Written request 1:
List every word ending in "-ly" that appears in the passage on American history and politics, in the order they occur.
Written request 2:
Return the portion of the passage on American history and politics from "This one concerns" up to and including "two distinct sub-disciplines.", copied without alteration.

This one concerns the Revolutionary War; the next one will address
Reconstruction and After.
The history
and politics of the US have long been presumed, not least by Americans
themselves, to be sui generis. Until recently it was widely understood that
American law might have much to teach other legal traditions but little to
learn from them. American political
institutions do not, we have almost all been taught, prosper in other soils and
we ourselves have no reason to adopt the practices from abroad. There is not much point then to comparing
American experiences and those of other countries. That this is self-evidently so is made real
in the practice of my discipline where American politics and comparative
politics are seen as two distinct sub-disciplines.
American
history and politics remain what was once called Whig history: a narrative of perennial
improvement. No matter what sordid and
terrifying features of the past are unearthed, the narrative remains Whiggish. The more we learn about the horrors of the
past the more certain we become of how far and how irreversibly we have come. Another particular feature of how we prefer
to understand our own history, consonant with Whig assumptions, is that we are
the authors of our fate—collectively and individually. Americans have made American history, we want
to believe, without any external assistance.
Whether this is a common belief for a liberal republic or for an
imperial power deserves study, but as we seek to understand the rest of the
world through the lens of our own history we should take care not to believe
our own myths too strenuously.

Material provided:
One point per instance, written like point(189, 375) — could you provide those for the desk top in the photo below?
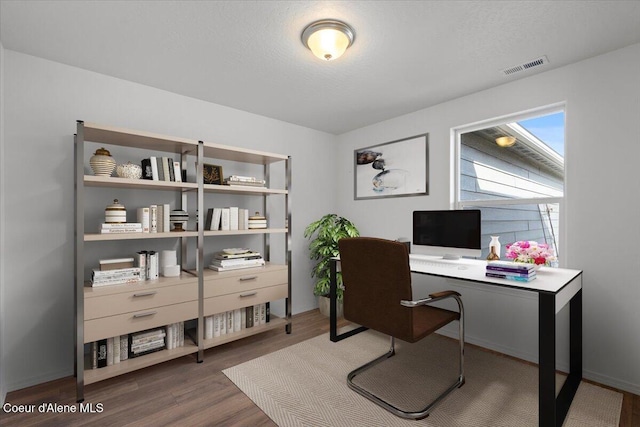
point(548, 279)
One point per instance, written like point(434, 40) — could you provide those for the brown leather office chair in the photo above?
point(378, 295)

Exercise response 1:
recently, widely, self-evidently, irreversibly, collectively, individually, strenuously

Exercise response 2:
This one concerns the Revolutionary War; the next one will address
Reconstruction and After.
The history
and politics of the US have long been presumed, not least by Americans
themselves, to be sui generis. Until recently it was widely understood that
American law might have much to teach other legal traditions but little to
learn from them. American political
institutions do not, we have almost all been taught, prosper in other soils and
we ourselves have no reason to adopt the practices from abroad. There is not much point then to comparing
American experiences and those of other countries. That this is self-evidently so is made real
in the practice of my discipline where American politics and comparative
politics are seen as two distinct sub-disciplines.